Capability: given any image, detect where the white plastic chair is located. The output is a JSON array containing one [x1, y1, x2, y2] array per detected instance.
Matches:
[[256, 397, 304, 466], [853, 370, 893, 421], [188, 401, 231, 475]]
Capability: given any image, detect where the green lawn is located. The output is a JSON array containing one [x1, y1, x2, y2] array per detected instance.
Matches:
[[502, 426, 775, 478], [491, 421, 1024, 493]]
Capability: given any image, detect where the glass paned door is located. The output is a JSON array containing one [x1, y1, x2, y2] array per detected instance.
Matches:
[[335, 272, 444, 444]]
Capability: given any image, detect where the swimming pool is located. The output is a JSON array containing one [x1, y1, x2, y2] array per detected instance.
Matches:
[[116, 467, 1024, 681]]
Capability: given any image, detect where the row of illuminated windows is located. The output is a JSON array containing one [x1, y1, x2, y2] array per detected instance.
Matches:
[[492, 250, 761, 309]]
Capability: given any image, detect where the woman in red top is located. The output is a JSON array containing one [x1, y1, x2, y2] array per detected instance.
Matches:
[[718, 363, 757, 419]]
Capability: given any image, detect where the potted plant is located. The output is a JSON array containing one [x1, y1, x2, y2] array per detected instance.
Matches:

══════════════════════════════

#### Task to carry out
Rewrite the records above, replacing "Matches" with "Results" everywhere it appears and leaving everything else unchanged.

#### Task output
Capability: given any image, detect where the white plastic chair is located. The output is a JSON array containing one [x1, y1, x2, y2] array per detected instance.
Results:
[[256, 397, 304, 466], [853, 370, 893, 421], [188, 401, 231, 475]]
Capability: given any image, detect where the green lawn is located. The output is a JSON array containing one [x1, y1, x2, y2] array per detected instance.
Results:
[[502, 426, 775, 478], [491, 421, 1024, 493]]
Capability: given any image, detect where the glass paned door is located. The output is a JSON array containing one [x1, y1, x2, y2] array per detected instance.
Results:
[[335, 272, 444, 444]]
Capability: given any image, detect where the swimming pool is located. The output is a JSON array containing one [x1, y1, x2, y2] array per detected instance.
Results:
[[116, 467, 1024, 681]]
Capability: given any image, detect where the row of illuminated windows is located. The output is a JSON array containing one [x1, y1, x2, y2] array per detected instance.
Results:
[[492, 250, 761, 309]]
Capability: given any image, detect where the woman in red top is located. The output is a JSON array containing one [x1, y1, x2, y2] array per detected instance.
Results:
[[718, 363, 757, 419]]
Capability: given any image, detect where the potted plant is located. The output is a JSON array containing one [x1, y1, x2, y2] array per detected instance.
Results:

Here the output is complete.